[EXTRACT — start]
Flashcards in The Elbow Joint & Pathology Deck (19):
What are the articulating surfaces?
H. Trochlea with the trochlear notch of u.
H. Olecranon fossa with the olecranon process of u.
H. Capitulum with the head of the radius
Nb the joint capsule also contains the proximal radio-ulnar joint
What type of joint is the elbow?
Which muscles produce the movements?
170 degree full extension of the ulna and humerus
Biceps brachii, triceps brachii and brachioradialis
What is the structure of the ulnar collateral ligament?
Composed of three separate bands
Anterior band is the strongest
Posterior band is a characteristic fan-shaped ligament
Oblique band runs in the trochlea notch. It deepens the socket to enhance the stability of the elbow joint
What is the structure of the radial collateral ligament?
Broad fan-shaped ligament
Blends with the anular ligament
Where is the anular ligament attached?
Both posteriorly and anteriorly to the radial notch of the ulnar
What are the two bursae of the elbow joint which may be problematic?
Subcutaneous olecranon bursa
Subtendinous olecranon bursa
What is the nerve supply to the elbow joint?
Anterior: radial, median, musculocutaneous
The radial nerve passes anterior to the lateral epicondyle
The ulnar nerve passes posterior to the medial epicondyle
What is Hilton's Law?
[EXTRACT — finish]
[DATA — start]
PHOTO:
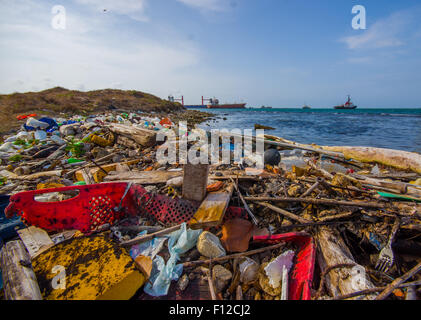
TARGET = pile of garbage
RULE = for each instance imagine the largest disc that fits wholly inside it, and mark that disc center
(93, 215)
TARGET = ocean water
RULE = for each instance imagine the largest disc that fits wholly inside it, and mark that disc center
(382, 128)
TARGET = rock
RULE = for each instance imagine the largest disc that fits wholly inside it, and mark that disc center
(118, 158)
(272, 157)
(209, 245)
(68, 130)
(175, 182)
(221, 277)
(249, 270)
(20, 171)
(183, 282)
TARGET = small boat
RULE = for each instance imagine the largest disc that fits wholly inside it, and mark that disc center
(347, 106)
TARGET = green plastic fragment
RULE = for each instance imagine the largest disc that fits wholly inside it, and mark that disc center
(15, 158)
(73, 160)
(397, 196)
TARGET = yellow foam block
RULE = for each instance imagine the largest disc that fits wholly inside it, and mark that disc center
(95, 267)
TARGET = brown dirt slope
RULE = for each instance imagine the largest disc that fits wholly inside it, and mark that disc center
(66, 102)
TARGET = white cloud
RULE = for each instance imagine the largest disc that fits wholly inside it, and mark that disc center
(360, 60)
(208, 5)
(132, 8)
(384, 33)
(90, 54)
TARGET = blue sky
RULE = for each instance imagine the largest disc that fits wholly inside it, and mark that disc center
(280, 53)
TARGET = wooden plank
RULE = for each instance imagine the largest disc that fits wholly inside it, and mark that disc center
(332, 251)
(19, 280)
(98, 173)
(144, 177)
(143, 137)
(212, 210)
(35, 240)
(195, 180)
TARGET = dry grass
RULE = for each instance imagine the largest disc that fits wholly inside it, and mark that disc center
(60, 101)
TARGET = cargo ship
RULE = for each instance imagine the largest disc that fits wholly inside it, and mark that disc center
(214, 104)
(347, 106)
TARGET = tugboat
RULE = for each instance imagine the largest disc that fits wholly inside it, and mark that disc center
(347, 106)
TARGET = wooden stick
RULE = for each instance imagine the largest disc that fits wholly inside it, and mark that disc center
(285, 213)
(253, 217)
(311, 189)
(322, 171)
(374, 290)
(397, 282)
(150, 236)
(232, 256)
(239, 293)
(329, 202)
(211, 285)
(20, 282)
(287, 145)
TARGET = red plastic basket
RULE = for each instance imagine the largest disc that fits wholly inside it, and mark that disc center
(94, 206)
(301, 275)
(91, 208)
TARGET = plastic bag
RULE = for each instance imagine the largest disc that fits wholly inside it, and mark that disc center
[DATA — finish]
WORK TO COMPLETE
Continue the elbow joint flashcards from the point where they stop. You won't need the material here.

TASK OUTPUT
The nerves to the muscles acting on a joint give branches to that joint as well as the skin over the area of action of these muscles
What is the blood supply of the elbow joint?
Recurrent and collateral branches off the brachial and deep brachial arteries
What happens in pulled elbow?
More common in children especially when they are held by their hand and swung in the air
The anular ligament is soft and the head of the radius subluxates from the anular ligament
What happens in a supra-condylar fracture?
Occurs when falling on to a flexed elbow
The fracture fragments can rupture the brachial artery
The muscles of the anterior forearm become ischaemic and shorten to produce s flexion deformity known as Volkmann's contracture
What is meant by tennis elbow?
Aka Lateral epicondylitis
Pain over the common extensor tendon which attaches to the lateral epicondyle of the humerus (origin for FCRB, FCU and extensor digitorum)
What is the clinical presentation of tennis elbow?
Risk groups: women, fifth decade of life, jobs around the house like painting, tennis
Pain over the lateral elbow, worse with extension of the wrist, also pain when pressure is applied to the origin of the common extensor tendon
What are the management options in tennis elbow?
Advise modifying activity is possible
NSAIDs topical over oral
If persistent, consider corticosteroid injections
Referral to physiotherapy
Use of an orthosis (eg forearm brace is positive extensor grip test)
Consider specialist referral
What is meant by cubital tunnel syndrome?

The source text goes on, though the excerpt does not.